PROVIDED TEXT

# Complex Data Types

In this notebook you will continue to improve the text categorization query implemented in `Text categorization` and `User Defined Functions` notebook. For each question find out which category has the most occurences in the text. Consider only questions for which we have at least one occurence.

In [None]:
"""
Example output:
+-----------+--------+---------+
|question_id|category|frequency|
+-----------+--------+---------+
|   59611343|    java|        2| # this means that java was contained 2x in the question text
|   21038752|  python|        5| # this means that python was contained 5x in the question text
|   44381369|     sql|        5|
+-----------+--------+---------+
"""

In [None]:
from pyspark.sql import SparkSession
from pyspark.sql.functions import col, udf, lit, array, struct, reverse, array_sort, expr
from pyspark.sql.types import IntegerType

import os
import re

In [None]:
spark = (
    SparkSession
    .builder
    .appName('UDFs I')
    .getOrCreate()
)

In [None]:
base_path = os.getcwd()

project_path = ('/').join(base_path.split('/')[0:-3]) 

questions_input_path = os.path.join(project_path, 'output/questions-transformed')

In [None]:
questionsDF = (
    spark
    .read
    .option('path', questions_input_path)
    .load()
)

In [None]:
# This is what we implemented in `User Defined Functions` notebook.

categories = ['java', 'sql', 'python', 'spark']

@udf(IntegerType())
def count_occurences(message, category):
    return len(re.findall(r"{}".format(category) , message, re.IGNORECASE))

def get_c(df):
    for category in categories:
        df = df.withColumn(category, count_occurences(col('body'), lit(category)))
    return df

result = get_c(questionsDF.select('question_id', 'body'))

Now we will move it a step futher:

In [None]:
result.show()

### Find the most relevant category

* The result now contains number of occurences for each catagory.
* For each question find out which category has the most occurences

Hint
* For each question create an array of structs where the struct should have to subfields
 * category_name
 * frequency (number of occurences)
* Use a for-loop over the `cols` list to create the array
* Sort the array in descending order (have the `frequency` subfield on the first position in the struct)
* Access the subfields of the first element
* Functions you will need:
    * [array_sort](http://spark.apache.org/docs/latest/api/python/reference/api/pyspark.sql.functions.array_sort.html#pyspark.sql.functions.array_sort)
    * [reverse](http://spark.apache.org/docs/latest/api/python/reference/api/pyspark.sql.functions.reverse.html#pyspark.sql.functions.reverse)
    * [struct](http://spark.apache.org/docs/latest/api/python/reference/api/pyspark.sql.functions.struct.html#pyspark.sql.functions.struct)

ROWS

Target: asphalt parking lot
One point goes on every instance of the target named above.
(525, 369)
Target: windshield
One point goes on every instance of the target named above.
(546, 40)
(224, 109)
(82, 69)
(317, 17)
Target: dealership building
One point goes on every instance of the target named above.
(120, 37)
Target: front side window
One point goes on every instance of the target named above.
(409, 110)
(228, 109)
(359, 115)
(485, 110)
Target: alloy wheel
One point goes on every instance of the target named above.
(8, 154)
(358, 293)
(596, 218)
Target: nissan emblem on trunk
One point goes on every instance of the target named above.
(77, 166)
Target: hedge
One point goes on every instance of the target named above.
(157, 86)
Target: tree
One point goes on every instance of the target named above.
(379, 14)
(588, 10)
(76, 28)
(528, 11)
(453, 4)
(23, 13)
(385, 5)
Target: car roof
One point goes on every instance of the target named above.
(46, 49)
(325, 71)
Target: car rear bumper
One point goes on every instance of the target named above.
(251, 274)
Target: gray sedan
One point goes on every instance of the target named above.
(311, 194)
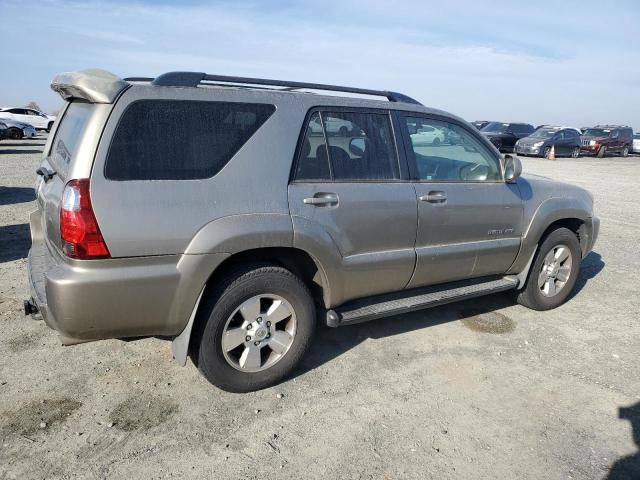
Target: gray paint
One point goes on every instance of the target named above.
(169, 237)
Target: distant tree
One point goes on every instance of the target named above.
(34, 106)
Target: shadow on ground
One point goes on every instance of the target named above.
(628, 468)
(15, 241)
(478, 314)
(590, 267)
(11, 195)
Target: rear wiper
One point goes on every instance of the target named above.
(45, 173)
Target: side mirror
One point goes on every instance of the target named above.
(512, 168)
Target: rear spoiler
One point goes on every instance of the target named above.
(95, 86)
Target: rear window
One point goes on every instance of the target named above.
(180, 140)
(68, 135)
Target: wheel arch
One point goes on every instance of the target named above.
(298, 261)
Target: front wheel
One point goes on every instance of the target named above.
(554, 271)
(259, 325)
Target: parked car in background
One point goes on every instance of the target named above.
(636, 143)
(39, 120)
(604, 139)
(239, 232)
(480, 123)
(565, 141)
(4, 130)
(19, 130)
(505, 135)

* * *

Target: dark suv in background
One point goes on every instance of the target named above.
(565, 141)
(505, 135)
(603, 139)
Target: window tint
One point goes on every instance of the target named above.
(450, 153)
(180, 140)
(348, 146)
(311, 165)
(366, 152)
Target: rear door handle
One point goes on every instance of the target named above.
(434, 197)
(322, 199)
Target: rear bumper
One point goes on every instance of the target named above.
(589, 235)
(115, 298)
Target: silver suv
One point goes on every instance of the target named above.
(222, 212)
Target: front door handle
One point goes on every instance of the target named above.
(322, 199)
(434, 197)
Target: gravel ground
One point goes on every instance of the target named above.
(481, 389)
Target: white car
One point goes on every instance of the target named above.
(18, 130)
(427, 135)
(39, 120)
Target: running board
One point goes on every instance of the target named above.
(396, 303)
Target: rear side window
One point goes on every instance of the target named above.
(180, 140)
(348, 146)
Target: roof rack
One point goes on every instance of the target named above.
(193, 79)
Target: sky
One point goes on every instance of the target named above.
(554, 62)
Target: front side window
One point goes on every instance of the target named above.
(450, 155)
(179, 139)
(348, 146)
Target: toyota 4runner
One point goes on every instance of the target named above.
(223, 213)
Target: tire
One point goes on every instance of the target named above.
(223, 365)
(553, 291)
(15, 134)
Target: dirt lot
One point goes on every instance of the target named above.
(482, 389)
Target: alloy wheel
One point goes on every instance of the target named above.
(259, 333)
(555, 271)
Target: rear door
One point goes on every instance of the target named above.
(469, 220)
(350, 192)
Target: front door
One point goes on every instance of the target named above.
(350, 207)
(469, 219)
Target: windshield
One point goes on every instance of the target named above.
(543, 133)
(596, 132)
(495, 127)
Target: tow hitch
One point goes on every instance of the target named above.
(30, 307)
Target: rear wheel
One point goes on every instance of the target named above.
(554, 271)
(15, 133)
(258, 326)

==

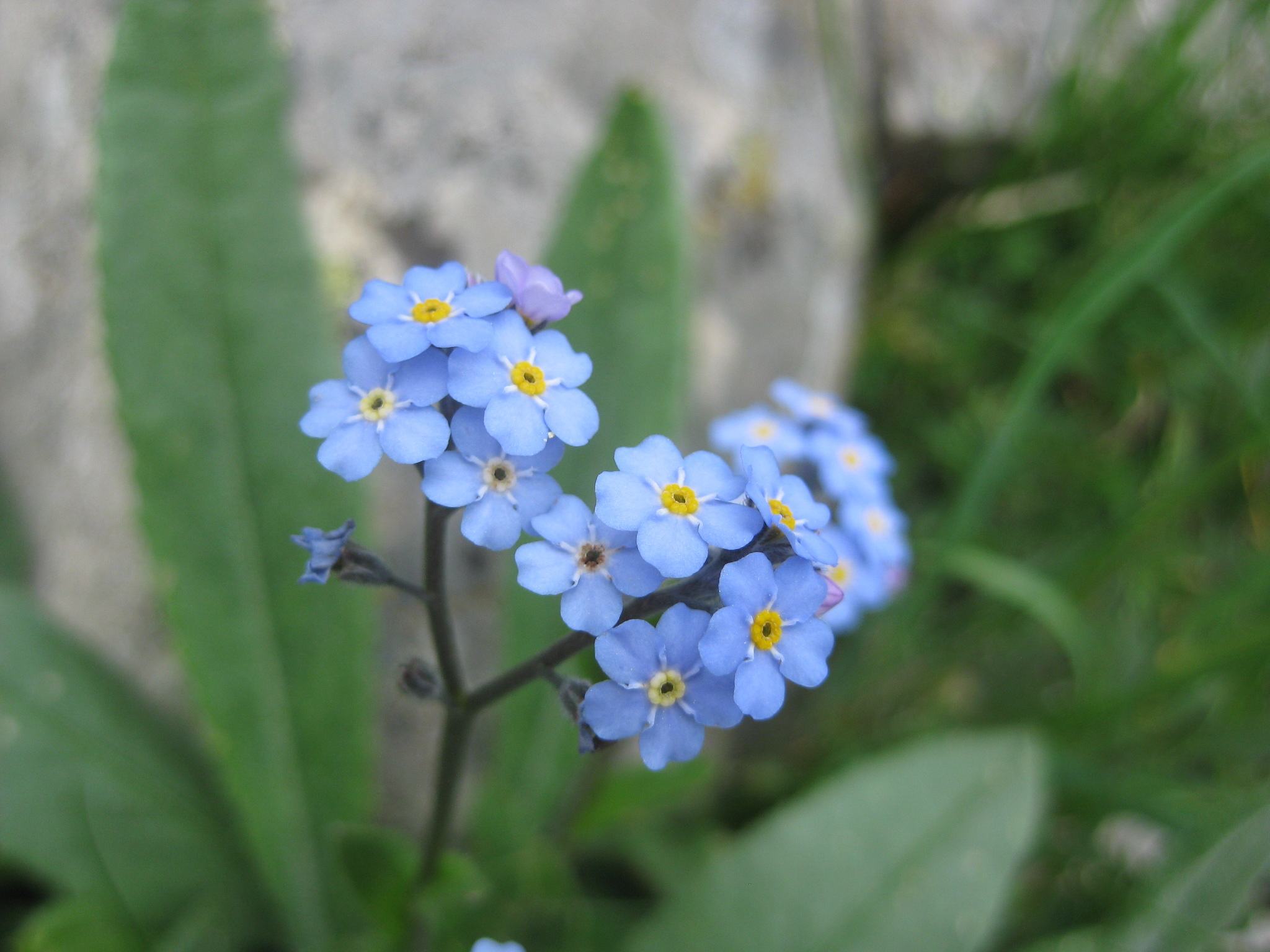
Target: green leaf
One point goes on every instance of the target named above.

YOUR INSTRUCTIONS
Copy word for word the part of the notebook that opens with the words containing "result = get_c(questionsDF.select('question_id', 'body'))" and closes with "for each catagory.". The lines are separate material and have nothing to do with the notebook.

EXERCISE ANSWER
result = get_c(questionsDF.select('question_id', 'body'))

Now we will move it a step futher:

In [None]:
result.show()

### Find the most relevant category

* The result now contains number of occurences for each catagory.